PROBLEM TO WORK ON -
Each line that contains the word "every" is to be copied from the records below.

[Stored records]
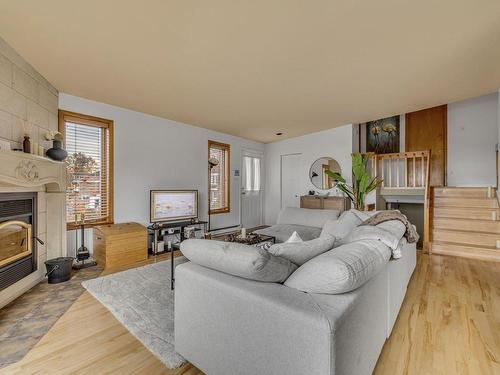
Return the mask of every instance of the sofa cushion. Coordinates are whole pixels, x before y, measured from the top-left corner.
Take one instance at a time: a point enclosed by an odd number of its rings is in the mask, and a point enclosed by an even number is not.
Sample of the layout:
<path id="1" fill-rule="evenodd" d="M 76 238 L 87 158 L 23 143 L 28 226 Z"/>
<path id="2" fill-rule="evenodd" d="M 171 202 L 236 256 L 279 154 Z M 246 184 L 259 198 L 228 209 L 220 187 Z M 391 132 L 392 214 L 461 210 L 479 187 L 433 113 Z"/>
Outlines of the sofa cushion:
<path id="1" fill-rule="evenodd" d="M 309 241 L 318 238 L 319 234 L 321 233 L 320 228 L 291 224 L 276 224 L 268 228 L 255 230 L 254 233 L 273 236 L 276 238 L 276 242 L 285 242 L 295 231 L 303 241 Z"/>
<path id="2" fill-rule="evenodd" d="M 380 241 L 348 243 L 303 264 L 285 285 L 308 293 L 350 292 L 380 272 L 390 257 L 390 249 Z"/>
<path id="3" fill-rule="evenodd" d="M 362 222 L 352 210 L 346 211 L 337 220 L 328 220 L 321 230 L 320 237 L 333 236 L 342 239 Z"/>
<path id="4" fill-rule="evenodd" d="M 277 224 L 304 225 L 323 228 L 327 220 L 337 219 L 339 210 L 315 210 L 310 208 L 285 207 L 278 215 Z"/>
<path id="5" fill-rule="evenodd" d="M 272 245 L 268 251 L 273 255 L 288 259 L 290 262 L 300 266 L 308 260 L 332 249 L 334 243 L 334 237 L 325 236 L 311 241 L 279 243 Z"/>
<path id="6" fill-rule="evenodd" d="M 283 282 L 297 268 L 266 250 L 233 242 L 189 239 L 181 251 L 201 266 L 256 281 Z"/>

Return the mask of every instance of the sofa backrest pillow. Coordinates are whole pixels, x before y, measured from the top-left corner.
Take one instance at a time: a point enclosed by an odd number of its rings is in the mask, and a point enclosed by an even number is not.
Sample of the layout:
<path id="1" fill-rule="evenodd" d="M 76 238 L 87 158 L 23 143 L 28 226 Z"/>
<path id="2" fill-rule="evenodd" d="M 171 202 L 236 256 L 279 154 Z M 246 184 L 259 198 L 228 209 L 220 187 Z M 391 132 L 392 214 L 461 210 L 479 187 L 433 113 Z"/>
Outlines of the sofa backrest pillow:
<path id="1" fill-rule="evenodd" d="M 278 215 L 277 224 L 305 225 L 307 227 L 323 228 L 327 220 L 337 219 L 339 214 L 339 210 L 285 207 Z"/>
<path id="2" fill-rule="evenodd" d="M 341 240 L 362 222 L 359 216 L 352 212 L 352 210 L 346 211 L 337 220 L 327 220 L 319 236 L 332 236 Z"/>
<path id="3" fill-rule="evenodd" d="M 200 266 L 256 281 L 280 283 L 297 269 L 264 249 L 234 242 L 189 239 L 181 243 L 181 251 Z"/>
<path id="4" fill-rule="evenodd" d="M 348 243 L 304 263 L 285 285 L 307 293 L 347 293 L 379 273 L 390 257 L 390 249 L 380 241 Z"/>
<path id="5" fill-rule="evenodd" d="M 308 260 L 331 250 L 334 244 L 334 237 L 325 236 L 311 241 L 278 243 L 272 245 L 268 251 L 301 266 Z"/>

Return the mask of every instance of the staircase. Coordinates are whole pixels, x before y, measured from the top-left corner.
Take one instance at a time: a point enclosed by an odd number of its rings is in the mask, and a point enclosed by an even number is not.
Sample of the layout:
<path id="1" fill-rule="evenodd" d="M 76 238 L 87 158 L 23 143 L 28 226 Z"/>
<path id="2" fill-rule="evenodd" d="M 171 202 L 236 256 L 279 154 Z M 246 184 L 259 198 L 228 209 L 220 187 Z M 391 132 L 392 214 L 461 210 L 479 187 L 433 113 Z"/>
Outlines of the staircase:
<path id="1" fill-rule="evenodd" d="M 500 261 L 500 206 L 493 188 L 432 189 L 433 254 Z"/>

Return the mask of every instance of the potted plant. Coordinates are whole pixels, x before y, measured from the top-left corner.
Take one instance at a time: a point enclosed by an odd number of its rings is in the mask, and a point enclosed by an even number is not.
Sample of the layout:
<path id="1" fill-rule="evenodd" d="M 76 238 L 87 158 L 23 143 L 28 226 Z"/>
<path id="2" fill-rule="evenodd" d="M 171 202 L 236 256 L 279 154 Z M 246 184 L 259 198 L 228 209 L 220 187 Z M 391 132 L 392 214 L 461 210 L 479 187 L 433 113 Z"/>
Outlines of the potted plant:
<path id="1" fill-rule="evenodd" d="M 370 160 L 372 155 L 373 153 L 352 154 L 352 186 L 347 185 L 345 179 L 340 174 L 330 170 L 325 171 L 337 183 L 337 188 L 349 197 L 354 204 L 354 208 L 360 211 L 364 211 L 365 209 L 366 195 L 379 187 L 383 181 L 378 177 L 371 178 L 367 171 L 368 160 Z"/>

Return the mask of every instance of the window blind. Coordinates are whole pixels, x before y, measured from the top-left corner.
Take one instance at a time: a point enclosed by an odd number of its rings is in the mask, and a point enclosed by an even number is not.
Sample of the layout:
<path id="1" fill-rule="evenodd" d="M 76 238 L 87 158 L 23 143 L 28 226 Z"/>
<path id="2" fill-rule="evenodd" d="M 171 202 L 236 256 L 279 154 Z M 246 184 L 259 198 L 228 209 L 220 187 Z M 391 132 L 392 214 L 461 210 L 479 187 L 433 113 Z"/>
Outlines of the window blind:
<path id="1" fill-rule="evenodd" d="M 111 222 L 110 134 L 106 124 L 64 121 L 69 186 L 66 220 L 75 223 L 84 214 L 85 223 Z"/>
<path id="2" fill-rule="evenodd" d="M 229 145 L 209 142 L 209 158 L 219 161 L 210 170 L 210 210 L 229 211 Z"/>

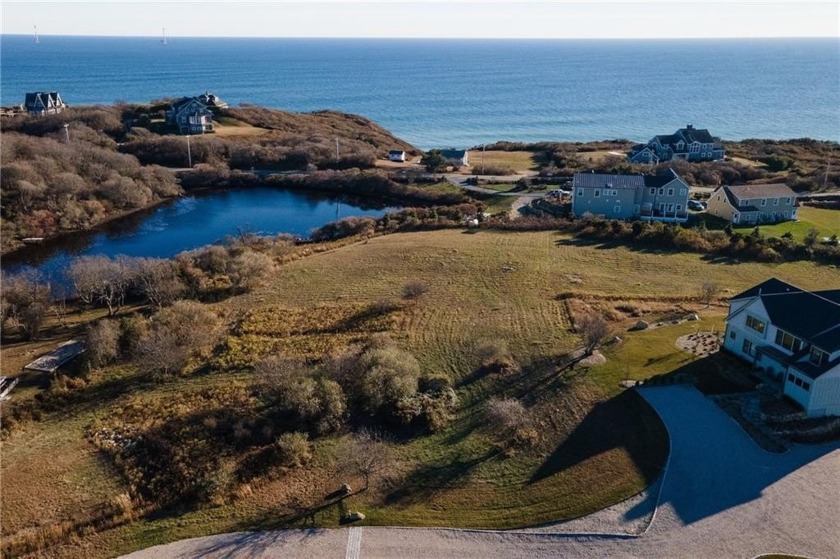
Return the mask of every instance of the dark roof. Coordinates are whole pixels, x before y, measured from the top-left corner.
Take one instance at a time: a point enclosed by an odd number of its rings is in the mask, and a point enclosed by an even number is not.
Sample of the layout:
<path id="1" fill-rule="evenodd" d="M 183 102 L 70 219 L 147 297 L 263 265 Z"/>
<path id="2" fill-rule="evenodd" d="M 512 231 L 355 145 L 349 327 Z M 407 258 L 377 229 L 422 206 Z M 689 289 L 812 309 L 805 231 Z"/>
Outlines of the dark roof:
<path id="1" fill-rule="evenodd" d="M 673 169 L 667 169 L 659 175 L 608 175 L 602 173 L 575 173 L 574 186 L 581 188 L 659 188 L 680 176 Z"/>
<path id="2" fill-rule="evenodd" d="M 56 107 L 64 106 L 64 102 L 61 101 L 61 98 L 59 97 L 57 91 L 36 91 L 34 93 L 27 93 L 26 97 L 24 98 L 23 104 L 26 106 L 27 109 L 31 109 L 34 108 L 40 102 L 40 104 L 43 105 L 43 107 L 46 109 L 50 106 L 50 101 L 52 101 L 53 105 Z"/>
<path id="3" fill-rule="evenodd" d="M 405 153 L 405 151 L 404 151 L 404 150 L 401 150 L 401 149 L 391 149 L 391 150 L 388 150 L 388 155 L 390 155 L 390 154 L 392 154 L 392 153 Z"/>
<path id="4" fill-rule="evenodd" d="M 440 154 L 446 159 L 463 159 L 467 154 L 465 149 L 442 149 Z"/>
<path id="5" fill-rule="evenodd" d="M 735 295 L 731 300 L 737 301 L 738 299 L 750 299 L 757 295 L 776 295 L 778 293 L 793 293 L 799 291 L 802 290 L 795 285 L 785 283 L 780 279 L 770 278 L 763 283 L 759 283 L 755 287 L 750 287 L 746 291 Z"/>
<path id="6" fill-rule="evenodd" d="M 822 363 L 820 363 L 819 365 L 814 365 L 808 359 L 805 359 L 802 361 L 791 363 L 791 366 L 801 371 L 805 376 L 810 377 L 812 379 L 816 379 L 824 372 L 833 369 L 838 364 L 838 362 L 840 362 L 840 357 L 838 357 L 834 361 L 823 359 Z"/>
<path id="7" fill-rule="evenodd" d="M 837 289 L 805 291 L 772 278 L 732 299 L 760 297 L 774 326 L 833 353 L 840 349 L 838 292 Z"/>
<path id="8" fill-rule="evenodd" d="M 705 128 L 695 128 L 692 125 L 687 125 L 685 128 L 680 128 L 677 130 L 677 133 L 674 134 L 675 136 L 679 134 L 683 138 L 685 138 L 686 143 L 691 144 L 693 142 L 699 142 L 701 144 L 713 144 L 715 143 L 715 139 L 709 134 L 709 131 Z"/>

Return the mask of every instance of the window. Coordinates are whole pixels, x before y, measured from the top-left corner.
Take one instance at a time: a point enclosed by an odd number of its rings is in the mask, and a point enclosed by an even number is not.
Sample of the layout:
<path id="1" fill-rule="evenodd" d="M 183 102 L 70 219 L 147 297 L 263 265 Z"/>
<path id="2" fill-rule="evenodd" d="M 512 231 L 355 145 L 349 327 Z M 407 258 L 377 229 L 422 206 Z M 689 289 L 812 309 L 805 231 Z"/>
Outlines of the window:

COMPLETED TASK -
Return the mask of every instance of the sofa cushion. Coordinates are whole pixels, x before y, measured from the top-left corner.
Return the mask of every instance of the sofa backrest pillow. Coordinates are whole pixels, x before y, measured from the top-left corner.
Return the mask of every instance of the staircase. Coordinates are whole pixels, x before y, measured from the top-left corner.
Return the mask of every instance of the potted plant. Coordinates are whole pixels, x before y, measured from the top-left corner.
Return the mask of every instance of the window blind. Coordinates are whole pixels, x before y, measured from the top-left corner.
Return the mask of every instance of the dark roof. Coordinates are whole pixels, x before y, measured from the top-left corner.
Return the mask of every instance of the window. Coordinates are whole pixels, x before y, measured from the top-left corner.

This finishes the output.